#### Seçilmiş bölüm
CEMAL SÜREYA’NIN ZELDA’SI: “Nilgün Marmara”

Tepetaklak Dergisi Editör
Tepetaklak Dergisi
Published in
3 min readApr 2, 2018

1958 yılının soğuk kışında, 13 Şubat 1958’de doğdu Nilgün Marmara. Ortaokul ve liseyi Kadıköy Maarif Koleji ve Anadolu Lisesi’nde okuyup, yüksek öğrenimini Boğaziçi Üniversitesi İngiliz Dili ve Edebiyatı Bölümü’nde bitirdi.

Sylvia Plath ve Nilgün Marmara

Sylvia Plath üzerine incelemeler yaptı. Plath’ın bireyin yalnızlığına ve varoluş sorununa bakışı genç şairi etkiledi. Sylvia Plath ile bunca benzeştirilmesinin en büyük sebebi de şüphesiz “Sylvia Plath’ın Şairliğinin İntiharı Bağlamında Analizi” isimli, yazıldıktan 20 yıl sonra yayımlanan mezuniyet teziydi. Üniversitedeyken üzerine incelemeler yaptığı müntehir yazar Sylvia Plath’in Nilgün Marmara’nın hayata bakışını ve yaşamını etkilediği söylenir hep. Sylvia Plath, 30 yaşında fırının gazını açarak intihar etmişti. Sanırım Nilgün de Sylvia gibi ölümü yaşama tercih eden insanlardan sadece bir tanesiydi. Marmara, mezuniyet tezinde şöyle demiş:

“Plath’ın narin, incinebilir ruhani varlığı ve her şeyin sürekli kirlenişinin iç karartıcı bir şekilde farkında oluşu, onu ölüme sürüklemiştir. Kadınların toplumsal bir hastalığın sonucu olan perişanlığının kurbanı olmuştur. Karmaşık düşünce yapısının yol açtığı gerilimin niteliği çözümsüzlük doğururken, yaşamının gerilimi sonsuza akar…

Şiirlerini köşkünün tamiratı sırasında konan tuğlalar, intiharınıysa tam bir başarısızlık olan bu evin tamamen yıkılması olarak görebiliriz…”

#### Yapılacak işler
**A.** Nilgün Marmara yazısına göre şunları yanıtla:
(i) Nilgün Marmara hangi tarihte doğdu?
(ii) Yüksek öğrenimini hangi üniversitenin hangi bölümünde tamamladı?
(iii) Mezuniyet tezi yazıldıktan kaç yıl sonra yayımlandı?
**B.** Nilgün Marmara yazısında "1958 yılının soğuk" sözlerini içeren yerle açılıp "Edebiyatı Bölümü’nde bitirdi." ile kapanan kısmı olduğu gibi yazıya geçir.
**C.** Nilgün Marmara yazısını kaldığı yerden alıp sürdür.
Bu malzemenin yukarıdaki metinle hiçbir bağı yoktur.

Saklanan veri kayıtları

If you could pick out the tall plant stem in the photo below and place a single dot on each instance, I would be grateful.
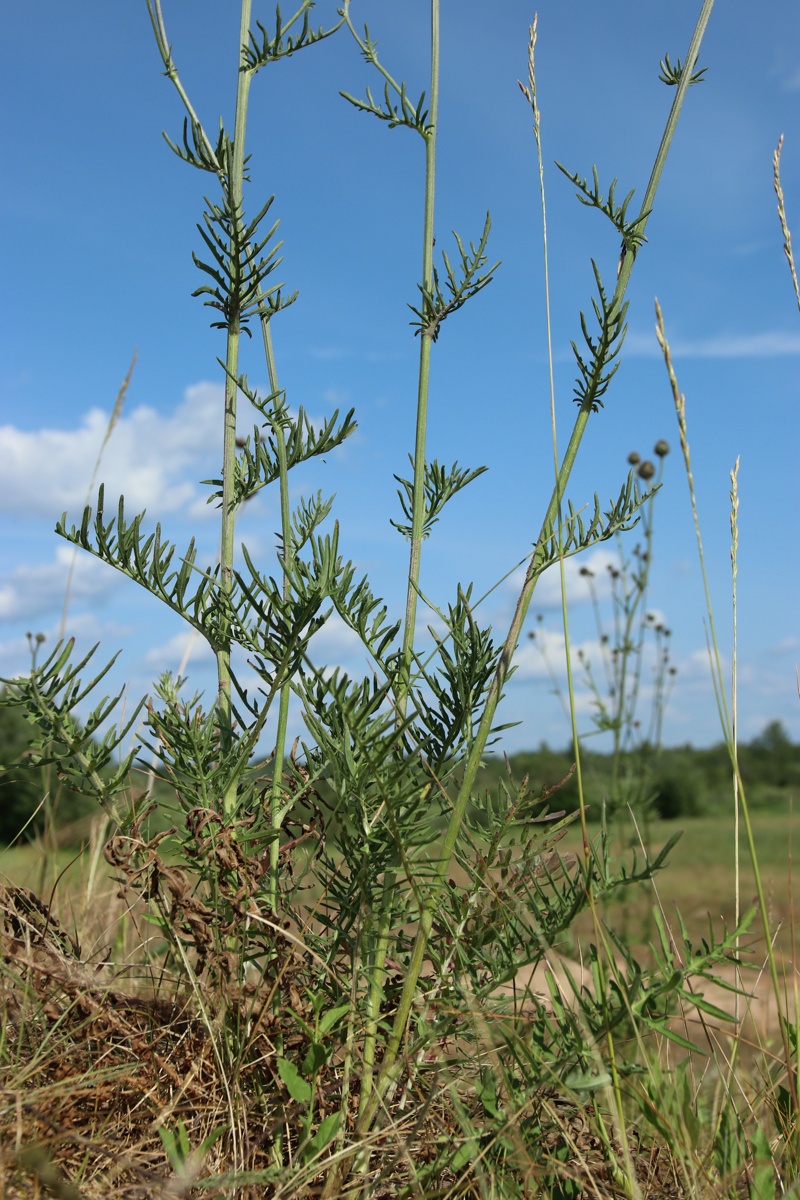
(377, 959)
(391, 1066)
(417, 496)
(236, 168)
(276, 796)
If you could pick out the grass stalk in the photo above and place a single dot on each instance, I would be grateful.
(233, 335)
(781, 213)
(722, 705)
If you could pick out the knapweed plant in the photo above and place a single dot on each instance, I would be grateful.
(342, 928)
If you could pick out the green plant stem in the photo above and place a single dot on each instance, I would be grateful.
(377, 961)
(720, 693)
(236, 168)
(426, 342)
(276, 795)
(391, 1068)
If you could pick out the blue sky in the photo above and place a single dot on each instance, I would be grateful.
(98, 227)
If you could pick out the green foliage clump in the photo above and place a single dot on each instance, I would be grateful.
(26, 802)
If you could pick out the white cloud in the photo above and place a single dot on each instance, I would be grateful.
(34, 591)
(722, 346)
(179, 652)
(152, 459)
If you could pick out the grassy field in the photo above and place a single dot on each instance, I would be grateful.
(699, 879)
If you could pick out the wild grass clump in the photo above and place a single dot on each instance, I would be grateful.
(341, 973)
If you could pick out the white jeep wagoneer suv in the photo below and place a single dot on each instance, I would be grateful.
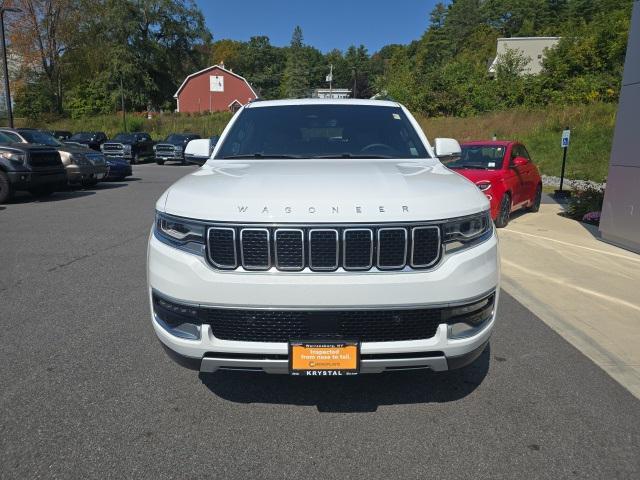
(324, 237)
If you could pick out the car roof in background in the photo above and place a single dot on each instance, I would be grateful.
(488, 143)
(322, 101)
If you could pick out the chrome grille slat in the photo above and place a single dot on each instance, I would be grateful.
(306, 248)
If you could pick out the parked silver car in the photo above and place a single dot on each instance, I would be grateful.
(84, 166)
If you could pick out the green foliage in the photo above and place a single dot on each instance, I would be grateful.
(540, 129)
(33, 98)
(585, 201)
(295, 79)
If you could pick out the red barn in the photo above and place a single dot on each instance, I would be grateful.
(214, 89)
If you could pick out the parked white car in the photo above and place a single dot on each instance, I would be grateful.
(324, 237)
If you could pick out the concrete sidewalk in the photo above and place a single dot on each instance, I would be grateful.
(586, 290)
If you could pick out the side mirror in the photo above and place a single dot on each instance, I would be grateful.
(447, 147)
(520, 162)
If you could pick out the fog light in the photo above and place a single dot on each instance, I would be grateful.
(467, 320)
(179, 320)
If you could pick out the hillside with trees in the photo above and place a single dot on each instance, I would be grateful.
(76, 55)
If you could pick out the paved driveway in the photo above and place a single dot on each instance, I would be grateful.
(87, 392)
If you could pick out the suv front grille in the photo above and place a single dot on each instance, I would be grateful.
(44, 158)
(362, 325)
(293, 248)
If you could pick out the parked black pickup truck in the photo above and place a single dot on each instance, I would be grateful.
(172, 148)
(93, 140)
(130, 146)
(36, 169)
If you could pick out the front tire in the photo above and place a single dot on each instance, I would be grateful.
(535, 206)
(6, 192)
(502, 220)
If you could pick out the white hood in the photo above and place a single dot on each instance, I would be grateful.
(333, 191)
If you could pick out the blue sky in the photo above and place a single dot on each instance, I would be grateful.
(325, 24)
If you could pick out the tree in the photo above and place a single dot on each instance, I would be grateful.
(295, 79)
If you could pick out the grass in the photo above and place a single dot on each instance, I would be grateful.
(540, 130)
(588, 155)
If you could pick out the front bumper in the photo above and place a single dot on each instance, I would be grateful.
(78, 174)
(27, 180)
(460, 278)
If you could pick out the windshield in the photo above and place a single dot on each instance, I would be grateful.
(322, 131)
(124, 137)
(175, 138)
(36, 136)
(485, 157)
(5, 139)
(83, 136)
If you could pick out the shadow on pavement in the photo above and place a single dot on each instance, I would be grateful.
(363, 393)
(55, 197)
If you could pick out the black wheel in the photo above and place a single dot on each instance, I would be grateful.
(502, 220)
(535, 206)
(6, 192)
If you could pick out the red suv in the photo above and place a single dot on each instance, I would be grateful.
(504, 172)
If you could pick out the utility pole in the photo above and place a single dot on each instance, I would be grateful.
(7, 91)
(355, 81)
(124, 118)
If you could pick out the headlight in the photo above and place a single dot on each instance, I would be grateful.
(466, 231)
(483, 185)
(14, 157)
(187, 235)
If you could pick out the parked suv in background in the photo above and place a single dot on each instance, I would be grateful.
(172, 148)
(92, 140)
(84, 166)
(504, 172)
(324, 237)
(132, 146)
(33, 168)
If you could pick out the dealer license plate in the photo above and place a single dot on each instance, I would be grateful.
(310, 358)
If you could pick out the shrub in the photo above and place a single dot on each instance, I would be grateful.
(583, 202)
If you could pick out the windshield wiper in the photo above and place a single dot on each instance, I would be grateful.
(349, 155)
(259, 155)
(481, 167)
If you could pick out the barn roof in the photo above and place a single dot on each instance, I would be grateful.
(219, 67)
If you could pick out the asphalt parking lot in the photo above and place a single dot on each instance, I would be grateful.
(86, 391)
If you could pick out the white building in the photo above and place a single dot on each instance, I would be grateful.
(331, 93)
(532, 49)
(620, 221)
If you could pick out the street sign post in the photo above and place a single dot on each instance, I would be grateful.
(564, 143)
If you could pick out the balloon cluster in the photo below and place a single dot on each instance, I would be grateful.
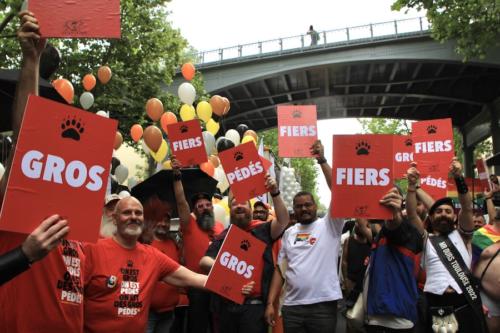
(289, 185)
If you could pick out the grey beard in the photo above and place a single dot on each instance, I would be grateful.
(206, 221)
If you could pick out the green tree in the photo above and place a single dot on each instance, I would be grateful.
(143, 61)
(305, 168)
(474, 24)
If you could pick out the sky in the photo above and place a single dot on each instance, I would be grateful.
(209, 25)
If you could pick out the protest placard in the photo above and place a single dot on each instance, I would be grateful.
(61, 166)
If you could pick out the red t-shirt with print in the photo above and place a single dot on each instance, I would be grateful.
(47, 297)
(119, 285)
(195, 242)
(165, 296)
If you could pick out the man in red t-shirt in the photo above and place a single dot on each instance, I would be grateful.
(249, 317)
(121, 275)
(198, 230)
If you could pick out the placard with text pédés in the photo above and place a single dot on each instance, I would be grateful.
(186, 142)
(245, 171)
(433, 152)
(61, 166)
(238, 262)
(297, 130)
(77, 18)
(362, 175)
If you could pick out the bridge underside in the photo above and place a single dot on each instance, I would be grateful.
(408, 89)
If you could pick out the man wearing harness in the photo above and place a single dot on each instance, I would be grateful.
(487, 268)
(453, 297)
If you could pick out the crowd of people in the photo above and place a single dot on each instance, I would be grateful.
(431, 268)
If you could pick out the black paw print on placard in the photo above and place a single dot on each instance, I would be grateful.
(72, 129)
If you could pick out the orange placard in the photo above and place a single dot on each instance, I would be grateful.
(433, 152)
(483, 173)
(61, 166)
(403, 155)
(245, 171)
(238, 262)
(186, 142)
(77, 18)
(362, 175)
(297, 130)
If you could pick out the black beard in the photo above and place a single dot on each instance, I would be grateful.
(206, 221)
(443, 229)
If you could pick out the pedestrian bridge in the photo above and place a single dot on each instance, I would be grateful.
(390, 70)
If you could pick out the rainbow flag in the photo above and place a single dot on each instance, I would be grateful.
(483, 237)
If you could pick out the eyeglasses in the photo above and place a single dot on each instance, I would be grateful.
(204, 205)
(305, 205)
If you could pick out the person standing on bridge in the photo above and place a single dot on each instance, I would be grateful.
(314, 36)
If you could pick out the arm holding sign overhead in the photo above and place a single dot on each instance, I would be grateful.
(318, 151)
(180, 198)
(465, 216)
(411, 198)
(279, 224)
(32, 46)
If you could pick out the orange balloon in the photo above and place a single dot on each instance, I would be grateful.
(154, 109)
(104, 74)
(136, 132)
(227, 106)
(65, 89)
(217, 105)
(188, 71)
(208, 168)
(89, 82)
(152, 137)
(215, 160)
(166, 119)
(252, 134)
(118, 140)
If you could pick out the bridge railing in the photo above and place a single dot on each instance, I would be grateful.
(328, 38)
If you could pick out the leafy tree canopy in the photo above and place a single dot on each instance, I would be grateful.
(474, 24)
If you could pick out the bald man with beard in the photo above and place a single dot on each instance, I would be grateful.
(121, 275)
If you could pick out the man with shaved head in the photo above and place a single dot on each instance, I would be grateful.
(121, 273)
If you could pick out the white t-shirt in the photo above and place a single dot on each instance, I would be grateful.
(312, 251)
(438, 277)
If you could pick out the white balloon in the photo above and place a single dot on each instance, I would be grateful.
(219, 213)
(209, 141)
(86, 100)
(234, 136)
(145, 147)
(187, 93)
(121, 173)
(103, 113)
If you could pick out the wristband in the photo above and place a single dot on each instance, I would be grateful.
(321, 160)
(461, 185)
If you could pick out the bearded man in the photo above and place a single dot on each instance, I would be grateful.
(452, 296)
(198, 229)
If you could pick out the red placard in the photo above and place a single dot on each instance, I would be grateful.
(483, 174)
(245, 171)
(403, 155)
(362, 175)
(238, 262)
(297, 130)
(433, 151)
(77, 18)
(186, 142)
(61, 166)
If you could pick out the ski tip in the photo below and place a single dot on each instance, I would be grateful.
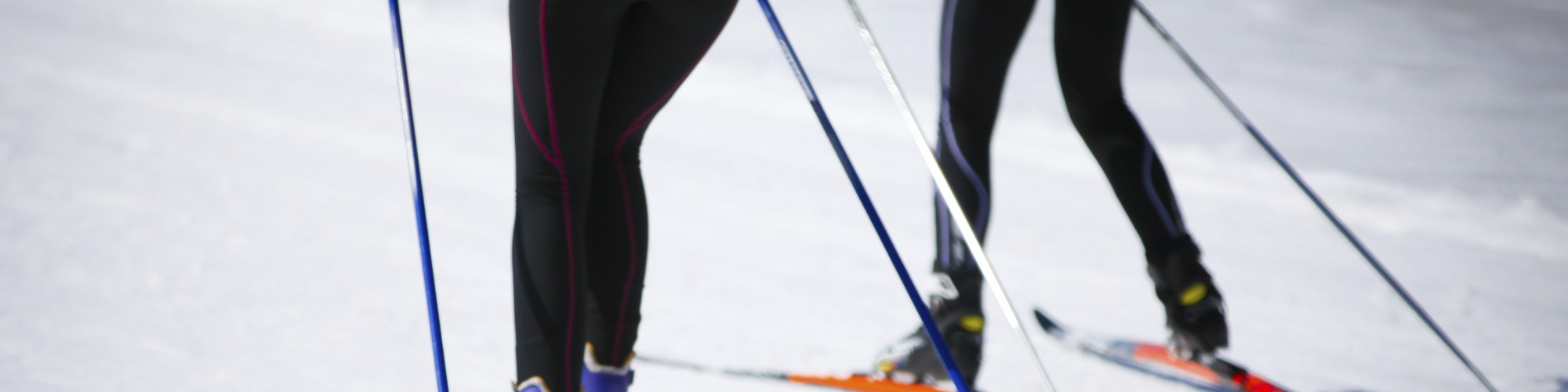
(862, 383)
(1045, 322)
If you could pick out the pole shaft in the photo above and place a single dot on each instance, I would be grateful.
(971, 239)
(871, 211)
(1313, 195)
(419, 200)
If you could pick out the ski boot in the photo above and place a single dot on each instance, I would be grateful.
(606, 379)
(915, 360)
(1194, 308)
(532, 385)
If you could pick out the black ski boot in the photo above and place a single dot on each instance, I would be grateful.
(1194, 308)
(915, 360)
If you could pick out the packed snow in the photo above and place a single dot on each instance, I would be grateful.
(214, 195)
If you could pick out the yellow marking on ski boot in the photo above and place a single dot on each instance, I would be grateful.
(1194, 294)
(973, 324)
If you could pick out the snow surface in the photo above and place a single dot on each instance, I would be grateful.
(212, 195)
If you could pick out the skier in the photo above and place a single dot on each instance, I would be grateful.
(587, 81)
(979, 38)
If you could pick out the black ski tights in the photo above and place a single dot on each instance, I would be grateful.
(587, 81)
(979, 38)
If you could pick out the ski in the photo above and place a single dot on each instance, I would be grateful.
(855, 383)
(1156, 360)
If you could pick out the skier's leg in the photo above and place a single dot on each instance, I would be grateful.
(562, 53)
(661, 42)
(1091, 37)
(978, 45)
(979, 40)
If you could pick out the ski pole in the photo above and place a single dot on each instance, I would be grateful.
(866, 201)
(419, 200)
(1312, 195)
(971, 239)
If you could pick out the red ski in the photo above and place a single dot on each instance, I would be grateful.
(1156, 360)
(855, 383)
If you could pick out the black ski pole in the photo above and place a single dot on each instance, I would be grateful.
(419, 200)
(1312, 195)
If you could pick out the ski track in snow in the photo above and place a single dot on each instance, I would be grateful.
(212, 197)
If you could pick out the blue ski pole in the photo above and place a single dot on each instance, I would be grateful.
(866, 201)
(419, 200)
(1312, 195)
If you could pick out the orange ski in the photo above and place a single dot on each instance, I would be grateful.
(855, 383)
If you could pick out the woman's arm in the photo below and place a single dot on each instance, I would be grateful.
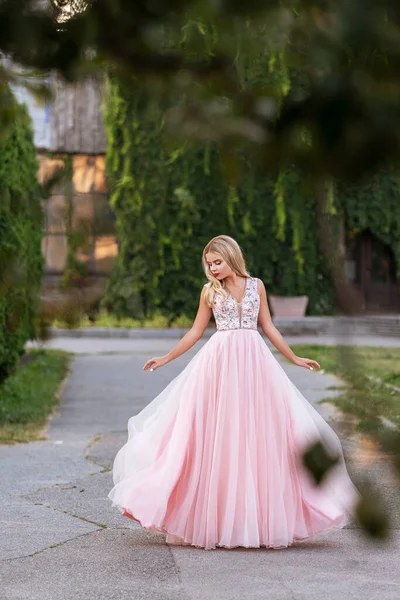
(275, 337)
(189, 339)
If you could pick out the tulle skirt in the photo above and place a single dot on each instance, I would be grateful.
(216, 458)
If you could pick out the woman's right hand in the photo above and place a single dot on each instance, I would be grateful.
(155, 363)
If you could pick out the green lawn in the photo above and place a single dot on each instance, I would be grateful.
(365, 370)
(30, 395)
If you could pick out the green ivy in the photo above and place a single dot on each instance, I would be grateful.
(169, 203)
(21, 226)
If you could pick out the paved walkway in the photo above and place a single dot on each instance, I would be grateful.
(60, 537)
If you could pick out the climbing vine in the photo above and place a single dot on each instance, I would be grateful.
(169, 201)
(21, 224)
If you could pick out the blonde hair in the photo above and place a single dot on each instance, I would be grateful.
(232, 254)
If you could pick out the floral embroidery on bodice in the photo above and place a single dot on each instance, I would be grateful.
(231, 314)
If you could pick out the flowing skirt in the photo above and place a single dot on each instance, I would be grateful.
(216, 458)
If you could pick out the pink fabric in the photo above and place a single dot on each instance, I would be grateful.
(215, 459)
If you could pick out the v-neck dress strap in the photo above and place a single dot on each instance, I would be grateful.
(230, 314)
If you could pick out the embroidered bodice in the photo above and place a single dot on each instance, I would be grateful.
(231, 314)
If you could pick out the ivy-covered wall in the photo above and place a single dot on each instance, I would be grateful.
(169, 203)
(21, 223)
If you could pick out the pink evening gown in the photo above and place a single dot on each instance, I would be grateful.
(215, 458)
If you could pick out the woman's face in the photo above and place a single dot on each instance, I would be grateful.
(218, 267)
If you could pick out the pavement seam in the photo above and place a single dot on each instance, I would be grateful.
(65, 512)
(4, 560)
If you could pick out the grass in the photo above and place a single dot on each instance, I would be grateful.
(369, 373)
(105, 319)
(29, 395)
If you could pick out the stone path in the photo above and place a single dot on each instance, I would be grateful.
(60, 538)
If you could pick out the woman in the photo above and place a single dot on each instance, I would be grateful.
(216, 458)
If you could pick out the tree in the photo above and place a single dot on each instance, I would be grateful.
(21, 224)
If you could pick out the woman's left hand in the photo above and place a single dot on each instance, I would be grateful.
(307, 363)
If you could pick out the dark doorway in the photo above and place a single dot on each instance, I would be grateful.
(371, 267)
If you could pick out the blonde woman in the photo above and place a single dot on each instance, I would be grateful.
(216, 458)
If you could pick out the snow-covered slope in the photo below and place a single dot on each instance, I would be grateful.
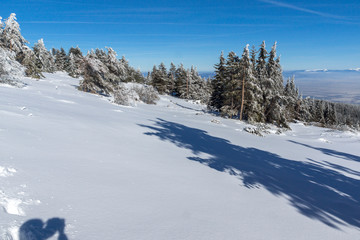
(166, 171)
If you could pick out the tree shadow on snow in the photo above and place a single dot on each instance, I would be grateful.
(314, 190)
(36, 229)
(333, 153)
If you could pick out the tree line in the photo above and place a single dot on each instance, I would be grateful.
(248, 87)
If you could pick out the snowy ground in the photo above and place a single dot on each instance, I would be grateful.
(166, 171)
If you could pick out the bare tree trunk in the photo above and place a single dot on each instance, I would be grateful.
(187, 87)
(242, 97)
(232, 93)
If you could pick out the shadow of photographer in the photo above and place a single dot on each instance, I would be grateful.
(36, 229)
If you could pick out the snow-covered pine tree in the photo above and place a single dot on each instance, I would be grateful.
(197, 87)
(95, 75)
(71, 69)
(159, 79)
(181, 77)
(28, 59)
(252, 109)
(10, 69)
(44, 56)
(11, 37)
(171, 78)
(78, 60)
(232, 92)
(61, 60)
(218, 84)
(253, 54)
(273, 90)
(1, 31)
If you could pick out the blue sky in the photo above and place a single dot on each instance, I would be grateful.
(310, 34)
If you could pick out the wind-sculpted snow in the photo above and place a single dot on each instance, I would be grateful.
(313, 189)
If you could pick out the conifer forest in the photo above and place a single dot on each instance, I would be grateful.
(248, 86)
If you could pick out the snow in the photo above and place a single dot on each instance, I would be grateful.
(167, 171)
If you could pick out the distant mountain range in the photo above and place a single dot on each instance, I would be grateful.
(288, 73)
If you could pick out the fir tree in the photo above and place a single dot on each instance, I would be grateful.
(61, 60)
(43, 55)
(11, 37)
(218, 84)
(32, 64)
(251, 91)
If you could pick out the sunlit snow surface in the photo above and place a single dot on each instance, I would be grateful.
(166, 171)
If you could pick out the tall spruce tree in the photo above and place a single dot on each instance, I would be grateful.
(44, 56)
(252, 108)
(11, 37)
(218, 84)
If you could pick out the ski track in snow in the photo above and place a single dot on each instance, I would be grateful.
(185, 191)
(12, 204)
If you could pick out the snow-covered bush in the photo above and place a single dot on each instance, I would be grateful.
(147, 94)
(129, 94)
(10, 70)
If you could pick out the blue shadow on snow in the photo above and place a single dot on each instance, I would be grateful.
(313, 189)
(36, 229)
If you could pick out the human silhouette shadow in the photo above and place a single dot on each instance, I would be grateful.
(313, 189)
(36, 229)
(330, 152)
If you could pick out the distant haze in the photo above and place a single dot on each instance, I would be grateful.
(333, 85)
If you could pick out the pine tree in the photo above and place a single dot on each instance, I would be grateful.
(273, 89)
(11, 37)
(44, 56)
(232, 92)
(218, 84)
(10, 69)
(181, 77)
(78, 60)
(171, 77)
(1, 31)
(28, 59)
(251, 92)
(61, 60)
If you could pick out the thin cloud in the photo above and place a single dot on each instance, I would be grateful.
(151, 23)
(290, 6)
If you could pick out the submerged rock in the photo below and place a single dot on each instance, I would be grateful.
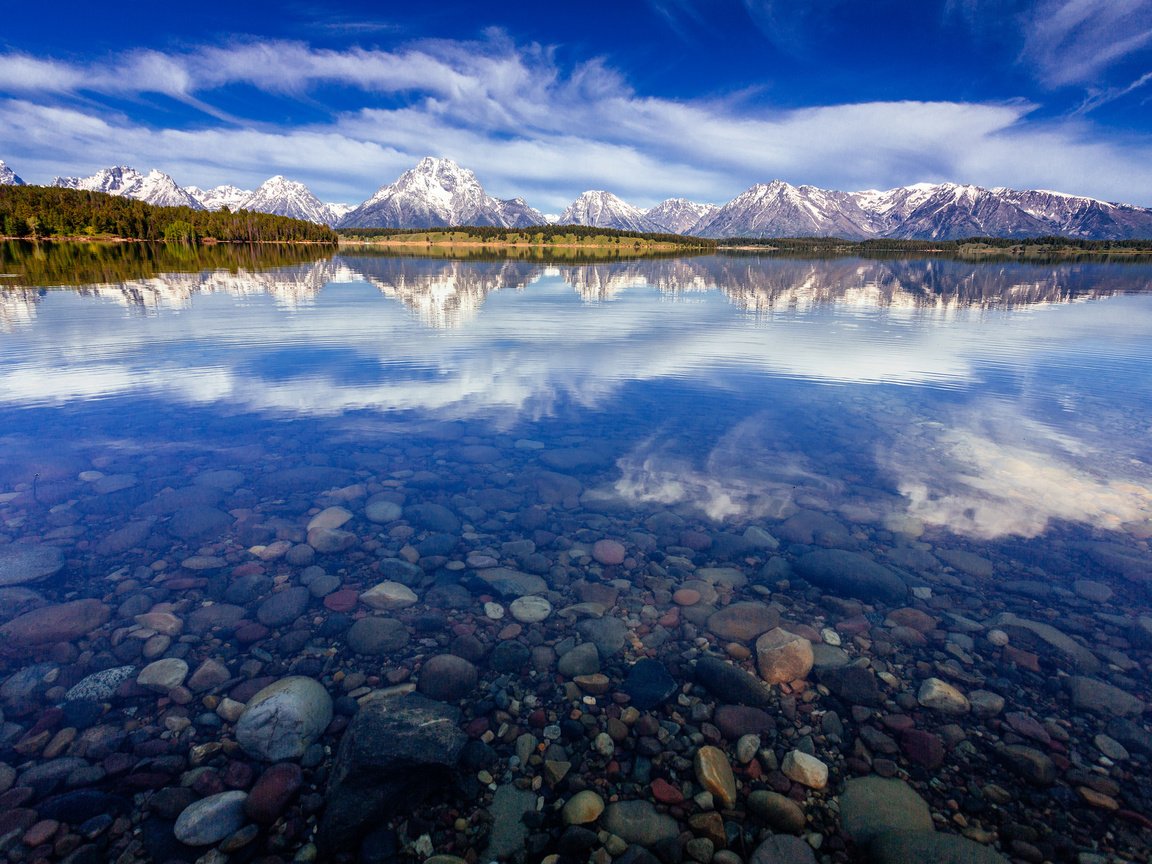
(872, 805)
(22, 563)
(849, 574)
(283, 719)
(396, 750)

#### Görev çıktıları
**A.**
(i) 13 Şubat 1958
(ii) Boğaziçi Üniversitesi İngiliz Dili ve Edebiyatı Bölümü
(iii) 20 yıl sonra

**B.**
1958 yılının soğuk kışında, 13 Şubat 1958’de doğdu Nilgün Marmara. Ortaokul ve liseyi Kadıköy Maarif Koleji ve Anadolu Lisesi’nde okuyup, yüksek öğrenimini Boğaziçi Üniversitesi İngiliz Dili ve Edebiyatı Bölümü’nde bitirdi.

**C.**
Umutsuzlar Merdiveni

Evet, Marmara bir merdivene isim vererek onu bile yaşatmıştı, koyduğu isimle. Umutsuzlar Merdiveni dedi, Boğaziçi Üniversitesi’nde orta kantinin üstündeki, derslere girmediklerinde tünedikleri merdivenlere. Marmara’nın en yakınlarından biri olan Ece Ayhan şöyle demiş:

“Boğaziçi Üniversitesi’nde (ve daha önce Robert Kolej’de, ‘yukarıda’ ) okuyanlar iyi bilirler; orada, spor salonu ile kantinin bulunduğu yapıda bahçeye bakan ünlü bir ‘umutsuzlar merdiveni’ vardır; demirdendir. Kim bilir belki de bırakılmış bir yangın merdiveni!”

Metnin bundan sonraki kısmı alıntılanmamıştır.